Exercise requirements — Transcribe each record exactly as it appears.

START Data shown

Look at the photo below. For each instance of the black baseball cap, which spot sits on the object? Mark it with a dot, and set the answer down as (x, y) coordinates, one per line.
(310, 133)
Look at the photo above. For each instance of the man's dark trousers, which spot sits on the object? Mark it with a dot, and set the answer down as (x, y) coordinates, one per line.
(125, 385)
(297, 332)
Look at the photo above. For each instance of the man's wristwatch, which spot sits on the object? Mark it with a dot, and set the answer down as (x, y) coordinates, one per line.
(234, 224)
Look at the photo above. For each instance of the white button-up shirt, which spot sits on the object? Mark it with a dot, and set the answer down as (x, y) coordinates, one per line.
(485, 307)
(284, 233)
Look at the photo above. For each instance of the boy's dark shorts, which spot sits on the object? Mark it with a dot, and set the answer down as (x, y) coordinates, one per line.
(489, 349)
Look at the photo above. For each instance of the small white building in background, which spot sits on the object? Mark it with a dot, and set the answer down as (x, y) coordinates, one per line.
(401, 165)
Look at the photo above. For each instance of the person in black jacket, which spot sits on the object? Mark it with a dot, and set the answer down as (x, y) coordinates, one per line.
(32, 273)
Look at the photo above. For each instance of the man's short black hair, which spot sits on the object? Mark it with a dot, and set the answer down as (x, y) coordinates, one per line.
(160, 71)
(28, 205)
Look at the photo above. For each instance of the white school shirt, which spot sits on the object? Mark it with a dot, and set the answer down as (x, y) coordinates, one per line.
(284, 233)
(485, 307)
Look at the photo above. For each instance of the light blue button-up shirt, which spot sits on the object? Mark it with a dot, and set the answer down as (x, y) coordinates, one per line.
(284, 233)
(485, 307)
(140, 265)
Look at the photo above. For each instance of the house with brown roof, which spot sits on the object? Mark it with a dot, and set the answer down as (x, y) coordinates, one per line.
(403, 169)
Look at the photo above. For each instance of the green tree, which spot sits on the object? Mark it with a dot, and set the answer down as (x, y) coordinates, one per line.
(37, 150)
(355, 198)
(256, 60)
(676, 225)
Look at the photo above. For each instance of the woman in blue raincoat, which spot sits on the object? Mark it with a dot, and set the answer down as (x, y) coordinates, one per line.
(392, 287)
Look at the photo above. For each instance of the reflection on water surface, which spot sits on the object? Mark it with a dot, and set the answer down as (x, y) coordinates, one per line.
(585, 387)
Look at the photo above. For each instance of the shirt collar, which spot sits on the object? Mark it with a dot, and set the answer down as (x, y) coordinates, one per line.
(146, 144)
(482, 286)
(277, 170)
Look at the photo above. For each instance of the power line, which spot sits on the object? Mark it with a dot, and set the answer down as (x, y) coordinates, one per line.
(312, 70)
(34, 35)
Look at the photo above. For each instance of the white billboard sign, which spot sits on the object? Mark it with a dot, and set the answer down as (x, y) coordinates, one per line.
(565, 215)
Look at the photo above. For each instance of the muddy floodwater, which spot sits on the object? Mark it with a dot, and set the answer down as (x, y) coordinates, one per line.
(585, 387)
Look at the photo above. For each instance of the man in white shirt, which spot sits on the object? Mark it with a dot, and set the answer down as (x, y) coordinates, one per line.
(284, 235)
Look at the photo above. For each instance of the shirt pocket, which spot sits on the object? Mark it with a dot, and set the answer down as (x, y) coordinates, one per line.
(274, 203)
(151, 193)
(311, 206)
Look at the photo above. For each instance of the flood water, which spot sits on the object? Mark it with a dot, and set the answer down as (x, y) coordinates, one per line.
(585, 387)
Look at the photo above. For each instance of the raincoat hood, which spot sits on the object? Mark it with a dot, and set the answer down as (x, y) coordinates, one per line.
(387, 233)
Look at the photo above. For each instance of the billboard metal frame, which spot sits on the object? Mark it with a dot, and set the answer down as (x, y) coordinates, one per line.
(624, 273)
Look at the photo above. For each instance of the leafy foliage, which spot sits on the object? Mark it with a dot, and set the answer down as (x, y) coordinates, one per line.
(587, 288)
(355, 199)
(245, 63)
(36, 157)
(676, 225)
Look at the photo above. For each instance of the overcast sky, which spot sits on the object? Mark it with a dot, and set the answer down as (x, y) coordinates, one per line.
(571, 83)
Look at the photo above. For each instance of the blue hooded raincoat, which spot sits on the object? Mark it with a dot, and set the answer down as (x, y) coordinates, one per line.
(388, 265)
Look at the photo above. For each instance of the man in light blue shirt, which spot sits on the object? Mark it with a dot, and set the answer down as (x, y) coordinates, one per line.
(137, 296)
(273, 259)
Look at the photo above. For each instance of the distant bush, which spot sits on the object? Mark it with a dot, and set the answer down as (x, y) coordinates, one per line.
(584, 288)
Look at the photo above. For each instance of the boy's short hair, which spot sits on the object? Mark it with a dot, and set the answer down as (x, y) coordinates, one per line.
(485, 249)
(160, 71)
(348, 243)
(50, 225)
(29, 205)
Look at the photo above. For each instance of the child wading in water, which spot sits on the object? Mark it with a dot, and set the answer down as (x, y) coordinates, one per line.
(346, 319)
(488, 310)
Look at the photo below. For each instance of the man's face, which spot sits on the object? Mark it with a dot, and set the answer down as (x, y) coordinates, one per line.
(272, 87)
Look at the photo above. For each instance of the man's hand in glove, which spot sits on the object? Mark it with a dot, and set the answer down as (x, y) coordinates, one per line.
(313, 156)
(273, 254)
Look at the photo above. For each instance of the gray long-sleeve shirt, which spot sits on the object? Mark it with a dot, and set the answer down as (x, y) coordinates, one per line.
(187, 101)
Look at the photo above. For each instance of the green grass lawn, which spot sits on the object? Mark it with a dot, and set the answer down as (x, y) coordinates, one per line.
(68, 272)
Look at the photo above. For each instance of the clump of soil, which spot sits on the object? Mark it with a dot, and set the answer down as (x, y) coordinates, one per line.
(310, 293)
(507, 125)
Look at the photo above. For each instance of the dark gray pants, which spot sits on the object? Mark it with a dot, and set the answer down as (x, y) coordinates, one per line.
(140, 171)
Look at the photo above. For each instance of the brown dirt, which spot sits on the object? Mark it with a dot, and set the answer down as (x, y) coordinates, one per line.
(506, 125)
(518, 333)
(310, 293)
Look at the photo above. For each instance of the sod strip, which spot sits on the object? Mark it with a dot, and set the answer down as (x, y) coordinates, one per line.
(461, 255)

END Data shown

Answer below —
Look at the photo below. For each instance of the black baseball cap, which spot sits on the object? Mark it with a dot, and set the answer down as (x, y) coordinates, one per line.
(310, 133)
Look at the photo above. For each instance of the man's dark trousers, which spot sits on the object? Mark it with a dot, and set the answer down as (x, y) coordinates, one per line.
(125, 385)
(297, 332)
Look at the photo above. For each instance of the man's wristwatch, which spot sits on the object? Mark it with a dot, and set the answer down as (x, y) coordinates, one per line.
(234, 224)
Look at the photo above. For each instance of the white button-up shirt, which spot sits on the object? Mark it with a dot, and set the answer down as (x, y) coordinates, one per line.
(485, 307)
(284, 233)
Look at the photo above. For each instance of the boy's dark shorts, which spot sits on the object? Mark it with a dot, and set the answer down as (x, y) coordinates, one per line.
(489, 349)
Look at the photo above. For each instance of the small white building in background, which spot sits on the object? Mark it with a dot, and set the answer down as (x, y) coordinates, one per line.
(401, 165)
Look at the photo above. For each instance of the person in black jacket, which spot sits on the object? Mark it with a dot, and set the answer down as (x, y) coordinates, one per line.
(32, 273)
Look at the photo above. For each instance of the man's short black hair, which spot sits on the object? Mark it with a dot, and set the answer down as (x, y) coordinates, one per line.
(160, 71)
(28, 205)
Look at the photo above. For each instance of the white school shirt, which spot sits on the object? Mark it with a dot, and set the answer down as (x, y) coordinates, one per line.
(284, 233)
(485, 307)
Look at the photo above. For each instance of the light blue button-up shirt, which spot sits on the object? Mark it with a dot, and set the answer down as (x, y) coordinates, one per line.
(284, 233)
(485, 307)
(140, 265)
Look at the photo above. For each instance of the house with brown roof, which spot sits on the object? Mark it with a dot, and set the answer down as (x, y) coordinates, one per line.
(403, 169)
Look at the photo above. For each instance of the green tree, which spot sits on the object? Mark it with a dot, and set the answer down as (x, y) coordinates, one per line.
(37, 150)
(355, 198)
(256, 60)
(676, 225)
Look at the photo above. For each instance of the woman in blue raincoat, which spot sits on the object? Mark it with a dot, and set the answer down as (x, y) coordinates, one per line.
(392, 287)
Look at the photo above. For each instance of the reflection on water surface, which spot sits on the object? Mark it with a dot, and set the answer down as (x, y) coordinates, one per line.
(585, 387)
Look at the photo above. For each instance of the shirt collar, which spot sits on the object? Mark it with a dot, and set the answer down as (x, y) coordinates, one per line.
(146, 144)
(482, 286)
(277, 170)
Look at the photo above. For each instance of the power line, which spot sits on the object? Mark it with a dot, and set the answer down as (x, y) coordinates, one per line.
(312, 70)
(34, 35)
Look at the photo above. For each instance of the white billboard sign, which spot sits on the object? Mark it with a dot, and set the answer down as (x, y) coordinates, one per line.
(565, 215)
Look at the photo above. For each instance of the muddy floodwater, which spot sits on the object? Mark it with a dot, and set the answer down as (x, y) coordinates, one per line.
(585, 387)
Look at the photo above. For each instance of the man in white shirt, which spot sits on the object? Mark it with a dot, and set the answer down as (x, y) coordinates, one per line.
(284, 235)
Look at the photo above. For each instance of the shirt pocket, which spot sits on the object? Mark it with a dot, and set the answer down as (x, y) coordinates, one per line.
(274, 203)
(151, 193)
(311, 206)
Look at the photo above. For each instance of the flood water, which spot sits on the object? Mark it with a dot, and set the answer down as (x, y) coordinates, one per line.
(585, 387)
Look at the photo above. For each instance of the raincoat hood, which spot sits on the object? Mark it with a dot, and set the answer down as (x, y) coordinates, one per line.
(387, 233)
Look at the photo above. For each instance of the billboard metal frame, which spot sits on the object? Mark it with a dot, and set the answer down as (x, y) coordinates, one per line.
(624, 273)
Look at the photo above. For each instance of the leafy foliage, which spot sits on the object? Mark it with a dot, and set the answer down as (x, y) coordinates, one per line.
(587, 288)
(355, 199)
(245, 63)
(36, 157)
(676, 225)
Look at the photo above. For each instance of the overcast sky, which spot sits on the object? Mark it with a dot, and set the answer down as (x, y) coordinates, one per line.
(571, 83)
Look at the photo above. For each instance of the blue hooded raincoat, which spot sits on the object? Mark it with a dot, and set the answer down as (x, y) coordinates, one per line.
(388, 265)
Look at the photo above. For each instance of the man in light blue shirt, which spot sits on the object? Mark it with a dot, and set the answer down as (x, y) coordinates, one per line.
(137, 296)
(273, 259)
Look at the photo above. For each instance of the distant bush, which spot sits on the object? Mark it with a dot, and set the answer down as (x, y) coordinates, one per line.
(584, 288)
Look at the photo above. For each instance of the boy's short hair, which spot sits on the object? Mark it with a dot, and set the answer down as (x, y) coordinates, one per line.
(485, 249)
(160, 71)
(348, 243)
(50, 225)
(29, 205)
Look at the photo above. For each instance of the child wading in water, which spot sits on the object? Mark it with a dot, and set the answer down as (x, y) coordinates, one per line.
(346, 319)
(488, 310)
Look at the photo below. For each instance of the man's face, which spot sits on the object? Mark it with a dot, and set the answer down as (x, y) coordinates, one per line.
(272, 87)
Look at the photo above. For each instance of the man's hand in glove, which spot sits on the object? Mark it with a dot, and set the answer down as (x, y) coordinates, one per line.
(313, 156)
(273, 254)
Look at the photo above. For each instance of the gray long-sleeve shirt, which spot sits on the object? Mark it with a dot, and set the answer down as (x, y) coordinates, one per line.
(187, 101)
Look at the photo above. For each instance of the green grass lawn, which spot sits on the object? Mark it with a dot, and set the answer down as (x, y) coordinates, one per line.
(68, 272)
Look at the photo above. For each instance of the clump of soil, which spot sits on the object? Mark it with a dot, and set the answer down as (x, y) coordinates, one per line.
(310, 293)
(507, 125)
Look at the photo above. For each instance of the dark gray pants, which spot sits on the object? Mark it with a dot, and set the answer down as (x, y) coordinates, one per line.
(140, 171)
Look at the photo above. For each instance of the brown dirt, which spot sits on the object? Mark it with a dot, and set the answer down as (x, y) coordinates, one per line.
(506, 125)
(518, 333)
(310, 293)
Look at the photo above. For each instance of the sod strip, which spot sits on the object? Mark it with a dot, and set the answer down as (x, y) coordinates, one per line.
(461, 255)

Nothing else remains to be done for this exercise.